Problem description:
Reproduce, unchanged, the part of the records that opens with the line containing "identify the suit" and closes with the line containing "[[383, 121]]", including both of those lines.

Data supplied:
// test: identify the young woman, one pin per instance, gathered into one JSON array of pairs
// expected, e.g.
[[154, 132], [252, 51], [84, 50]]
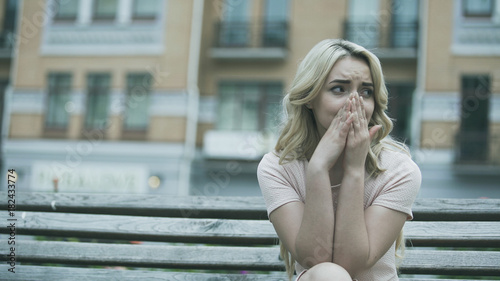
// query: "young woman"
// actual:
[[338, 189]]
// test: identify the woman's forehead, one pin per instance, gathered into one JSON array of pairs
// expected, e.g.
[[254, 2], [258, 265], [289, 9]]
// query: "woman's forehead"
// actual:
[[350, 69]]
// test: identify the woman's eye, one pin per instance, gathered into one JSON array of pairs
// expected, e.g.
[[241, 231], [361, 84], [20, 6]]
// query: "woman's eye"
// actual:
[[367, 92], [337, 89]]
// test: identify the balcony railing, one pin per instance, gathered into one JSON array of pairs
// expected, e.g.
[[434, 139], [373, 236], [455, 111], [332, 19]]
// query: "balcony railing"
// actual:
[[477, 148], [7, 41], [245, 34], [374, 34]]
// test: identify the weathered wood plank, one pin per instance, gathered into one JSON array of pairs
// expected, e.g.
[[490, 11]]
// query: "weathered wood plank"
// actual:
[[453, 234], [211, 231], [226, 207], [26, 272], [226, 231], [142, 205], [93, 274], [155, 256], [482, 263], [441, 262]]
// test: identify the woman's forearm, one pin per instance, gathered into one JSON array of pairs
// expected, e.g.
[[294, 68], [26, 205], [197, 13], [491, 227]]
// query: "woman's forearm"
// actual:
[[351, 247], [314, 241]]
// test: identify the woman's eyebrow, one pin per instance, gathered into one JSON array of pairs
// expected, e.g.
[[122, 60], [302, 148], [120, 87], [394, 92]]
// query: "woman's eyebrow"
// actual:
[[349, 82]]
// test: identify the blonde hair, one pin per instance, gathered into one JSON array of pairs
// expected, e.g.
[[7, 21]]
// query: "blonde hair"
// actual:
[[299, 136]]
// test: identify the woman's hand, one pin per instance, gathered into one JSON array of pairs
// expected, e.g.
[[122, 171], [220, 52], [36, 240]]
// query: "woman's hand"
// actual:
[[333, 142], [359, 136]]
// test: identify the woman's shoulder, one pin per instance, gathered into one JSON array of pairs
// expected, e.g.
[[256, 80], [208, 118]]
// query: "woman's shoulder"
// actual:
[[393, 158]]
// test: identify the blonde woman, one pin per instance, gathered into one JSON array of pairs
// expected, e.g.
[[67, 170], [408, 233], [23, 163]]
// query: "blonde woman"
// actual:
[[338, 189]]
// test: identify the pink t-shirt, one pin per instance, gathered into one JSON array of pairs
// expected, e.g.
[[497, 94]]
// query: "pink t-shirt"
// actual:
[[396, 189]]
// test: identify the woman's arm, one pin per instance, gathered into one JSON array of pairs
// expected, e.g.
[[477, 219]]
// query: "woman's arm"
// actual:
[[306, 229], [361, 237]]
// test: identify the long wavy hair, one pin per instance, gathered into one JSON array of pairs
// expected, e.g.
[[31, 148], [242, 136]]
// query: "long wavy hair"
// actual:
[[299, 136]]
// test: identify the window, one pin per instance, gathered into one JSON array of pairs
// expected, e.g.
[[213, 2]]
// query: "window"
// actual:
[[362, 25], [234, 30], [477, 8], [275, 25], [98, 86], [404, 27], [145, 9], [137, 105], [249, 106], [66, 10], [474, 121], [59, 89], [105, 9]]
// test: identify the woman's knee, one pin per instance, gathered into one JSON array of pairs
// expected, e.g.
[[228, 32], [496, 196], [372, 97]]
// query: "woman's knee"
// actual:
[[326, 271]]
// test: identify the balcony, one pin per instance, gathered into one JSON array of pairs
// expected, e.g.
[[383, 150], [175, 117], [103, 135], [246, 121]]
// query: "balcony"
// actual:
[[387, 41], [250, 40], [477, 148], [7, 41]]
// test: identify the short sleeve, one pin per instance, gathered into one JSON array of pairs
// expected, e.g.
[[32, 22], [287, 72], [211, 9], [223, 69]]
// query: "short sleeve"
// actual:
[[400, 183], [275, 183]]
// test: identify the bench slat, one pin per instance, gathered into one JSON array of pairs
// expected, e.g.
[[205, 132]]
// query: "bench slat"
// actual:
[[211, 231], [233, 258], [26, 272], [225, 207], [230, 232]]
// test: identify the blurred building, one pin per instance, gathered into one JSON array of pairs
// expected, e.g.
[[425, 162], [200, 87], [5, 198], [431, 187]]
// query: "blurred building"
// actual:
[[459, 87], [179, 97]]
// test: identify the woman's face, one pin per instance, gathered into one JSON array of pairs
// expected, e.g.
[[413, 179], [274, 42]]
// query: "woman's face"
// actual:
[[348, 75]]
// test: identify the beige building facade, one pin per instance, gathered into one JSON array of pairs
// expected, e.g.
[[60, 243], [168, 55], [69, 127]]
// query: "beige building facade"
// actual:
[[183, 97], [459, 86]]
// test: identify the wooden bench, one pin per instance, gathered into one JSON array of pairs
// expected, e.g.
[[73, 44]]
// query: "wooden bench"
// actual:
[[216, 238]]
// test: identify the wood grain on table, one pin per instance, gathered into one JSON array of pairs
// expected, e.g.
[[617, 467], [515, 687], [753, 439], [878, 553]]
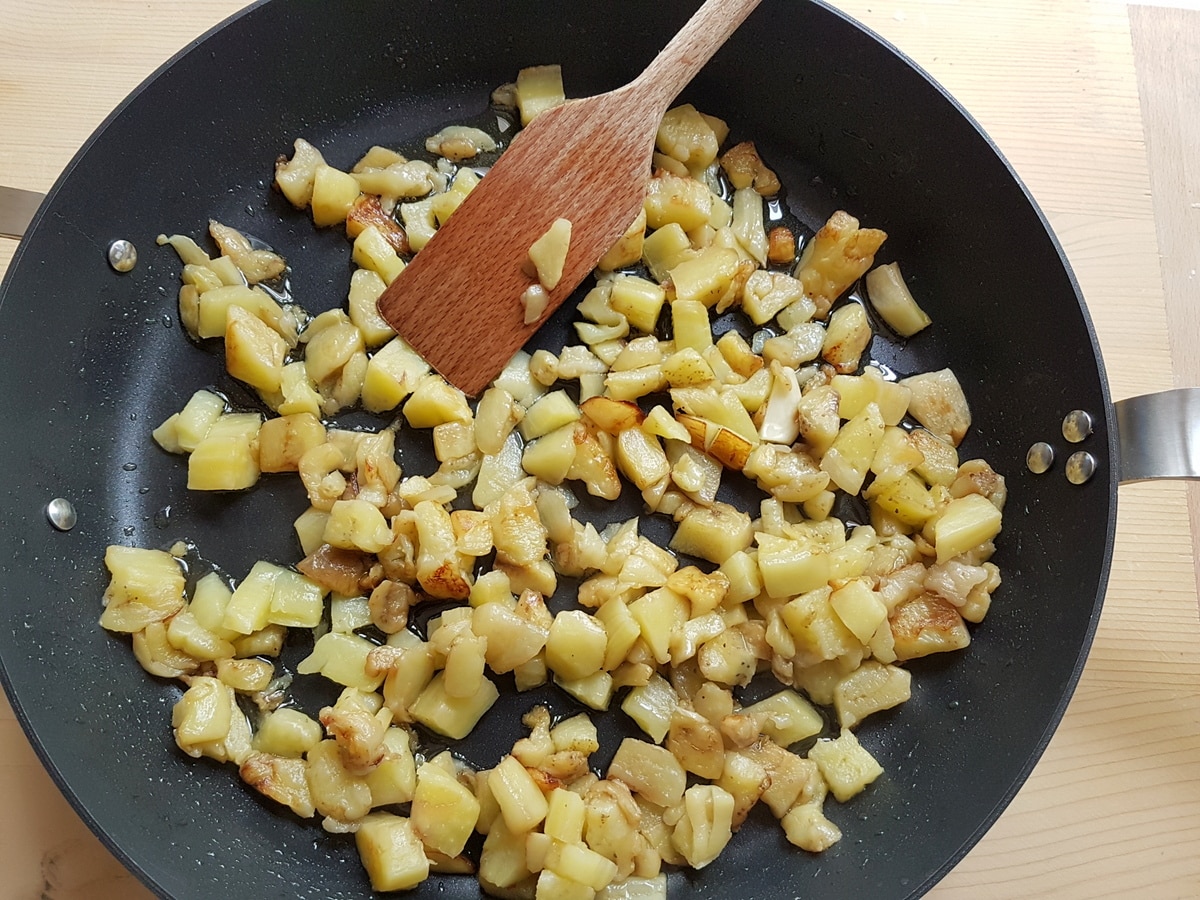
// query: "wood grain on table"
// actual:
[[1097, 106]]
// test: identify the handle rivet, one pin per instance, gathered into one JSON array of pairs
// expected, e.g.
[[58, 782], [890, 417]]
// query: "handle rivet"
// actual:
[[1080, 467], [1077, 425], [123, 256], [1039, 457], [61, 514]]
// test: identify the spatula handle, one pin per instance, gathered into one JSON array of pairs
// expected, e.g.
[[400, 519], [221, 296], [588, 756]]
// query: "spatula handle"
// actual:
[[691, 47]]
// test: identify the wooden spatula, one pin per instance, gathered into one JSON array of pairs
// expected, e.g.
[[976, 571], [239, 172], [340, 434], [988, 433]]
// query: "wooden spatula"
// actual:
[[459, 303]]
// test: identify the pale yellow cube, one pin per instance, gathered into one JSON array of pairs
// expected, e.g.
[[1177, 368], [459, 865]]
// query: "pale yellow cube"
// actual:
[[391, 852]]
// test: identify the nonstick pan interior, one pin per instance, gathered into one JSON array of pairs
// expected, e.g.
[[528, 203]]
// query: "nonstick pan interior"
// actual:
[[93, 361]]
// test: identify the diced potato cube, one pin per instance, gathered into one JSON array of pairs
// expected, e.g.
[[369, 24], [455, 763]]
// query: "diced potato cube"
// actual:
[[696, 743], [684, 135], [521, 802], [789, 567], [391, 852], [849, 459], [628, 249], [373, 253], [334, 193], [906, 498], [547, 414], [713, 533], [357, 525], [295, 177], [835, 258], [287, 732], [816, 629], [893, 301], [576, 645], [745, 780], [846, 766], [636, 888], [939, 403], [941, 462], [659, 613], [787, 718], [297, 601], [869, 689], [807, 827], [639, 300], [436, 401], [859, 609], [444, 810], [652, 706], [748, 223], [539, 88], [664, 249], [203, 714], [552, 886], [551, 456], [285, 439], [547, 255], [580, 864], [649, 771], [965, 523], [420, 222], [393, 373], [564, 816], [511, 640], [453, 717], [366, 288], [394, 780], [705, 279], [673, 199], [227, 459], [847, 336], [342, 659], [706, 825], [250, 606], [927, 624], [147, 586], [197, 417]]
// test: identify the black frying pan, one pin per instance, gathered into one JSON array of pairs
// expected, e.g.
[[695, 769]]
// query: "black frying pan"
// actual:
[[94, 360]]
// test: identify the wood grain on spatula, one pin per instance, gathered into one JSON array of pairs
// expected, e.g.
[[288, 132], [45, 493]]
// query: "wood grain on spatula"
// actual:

...

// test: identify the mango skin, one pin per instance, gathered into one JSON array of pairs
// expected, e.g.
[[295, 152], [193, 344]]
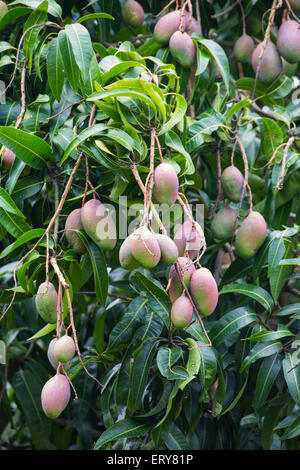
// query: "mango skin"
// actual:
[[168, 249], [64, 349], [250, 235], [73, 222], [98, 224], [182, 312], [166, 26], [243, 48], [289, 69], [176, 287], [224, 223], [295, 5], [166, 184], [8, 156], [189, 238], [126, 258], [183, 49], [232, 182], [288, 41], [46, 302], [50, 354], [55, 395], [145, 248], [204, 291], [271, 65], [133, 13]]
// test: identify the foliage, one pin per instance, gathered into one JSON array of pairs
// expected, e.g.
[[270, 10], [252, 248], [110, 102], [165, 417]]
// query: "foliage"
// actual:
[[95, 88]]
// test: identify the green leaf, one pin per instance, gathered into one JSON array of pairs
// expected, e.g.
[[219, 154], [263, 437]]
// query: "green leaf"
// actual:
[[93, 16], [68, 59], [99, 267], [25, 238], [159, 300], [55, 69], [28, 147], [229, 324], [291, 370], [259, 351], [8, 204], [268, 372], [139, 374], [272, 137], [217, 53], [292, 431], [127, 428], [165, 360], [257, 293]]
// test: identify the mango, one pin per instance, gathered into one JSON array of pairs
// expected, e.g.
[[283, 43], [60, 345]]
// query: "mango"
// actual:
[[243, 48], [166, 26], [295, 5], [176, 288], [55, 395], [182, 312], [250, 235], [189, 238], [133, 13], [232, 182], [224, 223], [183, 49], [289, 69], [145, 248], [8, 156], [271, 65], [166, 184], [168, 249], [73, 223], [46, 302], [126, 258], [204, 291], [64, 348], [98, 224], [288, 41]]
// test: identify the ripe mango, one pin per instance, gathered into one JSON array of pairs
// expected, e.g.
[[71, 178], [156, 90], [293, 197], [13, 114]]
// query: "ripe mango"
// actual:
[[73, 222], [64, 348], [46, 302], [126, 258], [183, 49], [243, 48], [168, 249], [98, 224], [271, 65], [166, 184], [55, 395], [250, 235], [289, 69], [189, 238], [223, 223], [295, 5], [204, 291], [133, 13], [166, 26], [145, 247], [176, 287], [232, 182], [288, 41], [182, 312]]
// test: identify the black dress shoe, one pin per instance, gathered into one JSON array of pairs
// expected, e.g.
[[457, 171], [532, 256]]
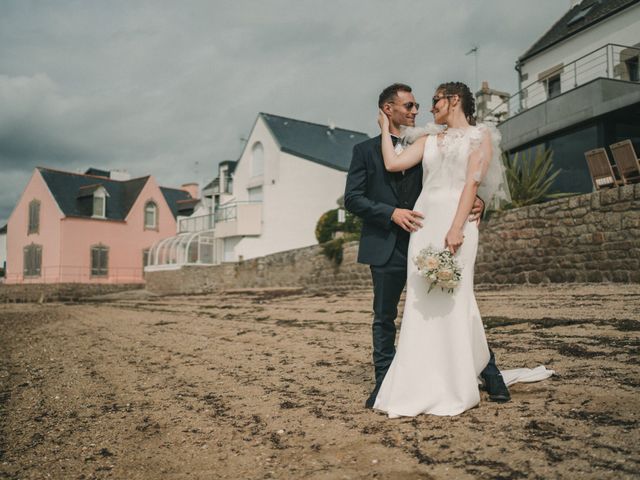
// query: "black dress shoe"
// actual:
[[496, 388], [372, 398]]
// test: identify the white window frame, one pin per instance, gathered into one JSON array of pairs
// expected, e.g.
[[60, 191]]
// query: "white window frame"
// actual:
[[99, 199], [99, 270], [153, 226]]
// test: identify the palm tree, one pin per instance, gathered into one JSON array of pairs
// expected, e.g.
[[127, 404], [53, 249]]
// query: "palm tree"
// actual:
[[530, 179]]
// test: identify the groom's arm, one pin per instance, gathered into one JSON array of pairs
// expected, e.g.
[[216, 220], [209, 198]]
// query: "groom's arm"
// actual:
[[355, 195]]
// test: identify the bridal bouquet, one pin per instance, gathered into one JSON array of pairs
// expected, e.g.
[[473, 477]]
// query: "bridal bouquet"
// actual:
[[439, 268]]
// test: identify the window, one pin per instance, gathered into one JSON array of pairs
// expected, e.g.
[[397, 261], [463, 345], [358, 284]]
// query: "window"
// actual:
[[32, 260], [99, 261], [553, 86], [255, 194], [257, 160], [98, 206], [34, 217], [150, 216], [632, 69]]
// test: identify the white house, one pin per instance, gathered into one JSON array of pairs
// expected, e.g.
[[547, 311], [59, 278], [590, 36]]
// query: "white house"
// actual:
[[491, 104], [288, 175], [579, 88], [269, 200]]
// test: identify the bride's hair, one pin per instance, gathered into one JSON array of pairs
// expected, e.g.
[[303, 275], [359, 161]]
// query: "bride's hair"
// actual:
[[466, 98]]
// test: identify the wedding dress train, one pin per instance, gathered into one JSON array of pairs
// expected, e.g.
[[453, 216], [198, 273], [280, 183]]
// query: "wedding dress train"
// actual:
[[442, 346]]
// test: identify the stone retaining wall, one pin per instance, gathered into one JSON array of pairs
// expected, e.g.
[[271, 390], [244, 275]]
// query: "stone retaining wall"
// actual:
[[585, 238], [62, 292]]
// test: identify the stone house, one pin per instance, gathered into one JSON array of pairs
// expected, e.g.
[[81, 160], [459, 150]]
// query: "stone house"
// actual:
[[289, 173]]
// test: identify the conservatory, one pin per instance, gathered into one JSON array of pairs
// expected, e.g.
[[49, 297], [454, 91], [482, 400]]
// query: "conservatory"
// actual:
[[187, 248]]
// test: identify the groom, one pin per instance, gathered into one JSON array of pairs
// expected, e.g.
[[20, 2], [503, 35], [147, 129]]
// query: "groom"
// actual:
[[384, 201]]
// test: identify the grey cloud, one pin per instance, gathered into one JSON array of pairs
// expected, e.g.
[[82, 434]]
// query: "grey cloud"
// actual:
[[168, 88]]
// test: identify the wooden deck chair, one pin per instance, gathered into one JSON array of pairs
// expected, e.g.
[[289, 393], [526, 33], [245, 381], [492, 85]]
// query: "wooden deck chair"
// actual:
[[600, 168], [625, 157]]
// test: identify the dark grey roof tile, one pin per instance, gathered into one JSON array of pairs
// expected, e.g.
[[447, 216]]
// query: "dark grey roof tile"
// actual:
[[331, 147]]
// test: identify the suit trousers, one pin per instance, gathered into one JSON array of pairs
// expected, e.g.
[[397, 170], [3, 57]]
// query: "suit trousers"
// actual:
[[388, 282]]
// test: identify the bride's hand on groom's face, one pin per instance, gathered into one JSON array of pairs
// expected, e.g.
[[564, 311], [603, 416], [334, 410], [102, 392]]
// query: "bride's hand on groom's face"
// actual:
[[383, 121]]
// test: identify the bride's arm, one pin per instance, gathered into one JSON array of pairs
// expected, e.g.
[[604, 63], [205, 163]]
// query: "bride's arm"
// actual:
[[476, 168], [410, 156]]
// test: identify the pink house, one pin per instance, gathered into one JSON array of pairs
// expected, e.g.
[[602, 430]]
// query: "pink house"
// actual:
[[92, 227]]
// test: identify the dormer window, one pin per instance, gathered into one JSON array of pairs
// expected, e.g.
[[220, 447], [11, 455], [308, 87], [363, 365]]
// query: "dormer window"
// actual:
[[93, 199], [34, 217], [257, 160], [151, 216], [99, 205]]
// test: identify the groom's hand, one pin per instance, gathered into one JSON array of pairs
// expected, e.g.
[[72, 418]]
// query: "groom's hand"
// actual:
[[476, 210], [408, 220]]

--

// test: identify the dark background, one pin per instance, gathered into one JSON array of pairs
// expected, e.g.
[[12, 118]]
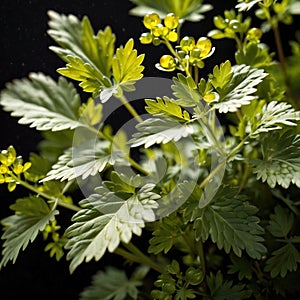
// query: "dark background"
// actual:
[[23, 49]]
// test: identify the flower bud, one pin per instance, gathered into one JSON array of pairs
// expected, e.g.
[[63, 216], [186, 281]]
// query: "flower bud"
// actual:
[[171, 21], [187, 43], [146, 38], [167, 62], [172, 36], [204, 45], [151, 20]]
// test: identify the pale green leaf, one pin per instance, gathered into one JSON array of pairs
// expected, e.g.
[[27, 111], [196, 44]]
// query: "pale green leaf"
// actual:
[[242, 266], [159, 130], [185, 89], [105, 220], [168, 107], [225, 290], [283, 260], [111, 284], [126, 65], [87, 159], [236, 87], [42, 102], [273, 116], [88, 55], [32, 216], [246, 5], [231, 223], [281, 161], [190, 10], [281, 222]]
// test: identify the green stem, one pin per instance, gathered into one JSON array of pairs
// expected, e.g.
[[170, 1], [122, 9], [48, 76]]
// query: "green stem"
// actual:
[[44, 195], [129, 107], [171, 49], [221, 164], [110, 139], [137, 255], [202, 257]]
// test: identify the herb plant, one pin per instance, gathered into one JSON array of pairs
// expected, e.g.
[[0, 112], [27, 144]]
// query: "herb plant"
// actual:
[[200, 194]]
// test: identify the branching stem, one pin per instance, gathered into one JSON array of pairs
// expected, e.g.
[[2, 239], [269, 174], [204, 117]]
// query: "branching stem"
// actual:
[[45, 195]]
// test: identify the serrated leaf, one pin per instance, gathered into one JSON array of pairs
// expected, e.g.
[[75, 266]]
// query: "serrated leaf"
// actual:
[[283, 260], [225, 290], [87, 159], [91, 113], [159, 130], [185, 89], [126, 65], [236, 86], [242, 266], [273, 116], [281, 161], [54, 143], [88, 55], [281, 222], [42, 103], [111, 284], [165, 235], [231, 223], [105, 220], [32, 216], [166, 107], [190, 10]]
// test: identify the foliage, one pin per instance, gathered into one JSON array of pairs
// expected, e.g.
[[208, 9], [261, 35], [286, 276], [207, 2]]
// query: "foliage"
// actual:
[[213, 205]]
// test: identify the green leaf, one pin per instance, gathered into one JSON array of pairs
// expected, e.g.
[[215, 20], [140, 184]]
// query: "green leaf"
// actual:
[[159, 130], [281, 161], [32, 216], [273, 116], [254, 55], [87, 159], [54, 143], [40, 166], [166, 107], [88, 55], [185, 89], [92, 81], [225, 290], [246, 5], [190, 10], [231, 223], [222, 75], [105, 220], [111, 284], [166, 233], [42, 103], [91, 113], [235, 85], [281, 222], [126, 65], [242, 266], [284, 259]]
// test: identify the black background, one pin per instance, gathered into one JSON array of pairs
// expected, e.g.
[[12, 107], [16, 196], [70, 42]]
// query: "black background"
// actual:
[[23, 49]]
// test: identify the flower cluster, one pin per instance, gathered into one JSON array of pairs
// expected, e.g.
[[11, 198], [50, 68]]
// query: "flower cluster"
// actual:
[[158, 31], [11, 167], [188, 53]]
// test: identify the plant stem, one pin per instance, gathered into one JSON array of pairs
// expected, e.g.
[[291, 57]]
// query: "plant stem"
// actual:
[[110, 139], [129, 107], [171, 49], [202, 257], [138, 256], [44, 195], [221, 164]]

The completed task:
// test: identify the suit trousers, one pin per instance, gathered into one JSON array of pairs
// expected, e.g.
[[397, 170], [3, 57]]
// query: "suit trousers"
// actual:
[[388, 282]]
// test: identify the bride's hand on groom's face, one pin per instance, gathered into one JSON array of pairs
// expected, e.g.
[[564, 311], [603, 416], [334, 410], [102, 392]]
// query: "bride's hand on groom's face"
// actual:
[[383, 121]]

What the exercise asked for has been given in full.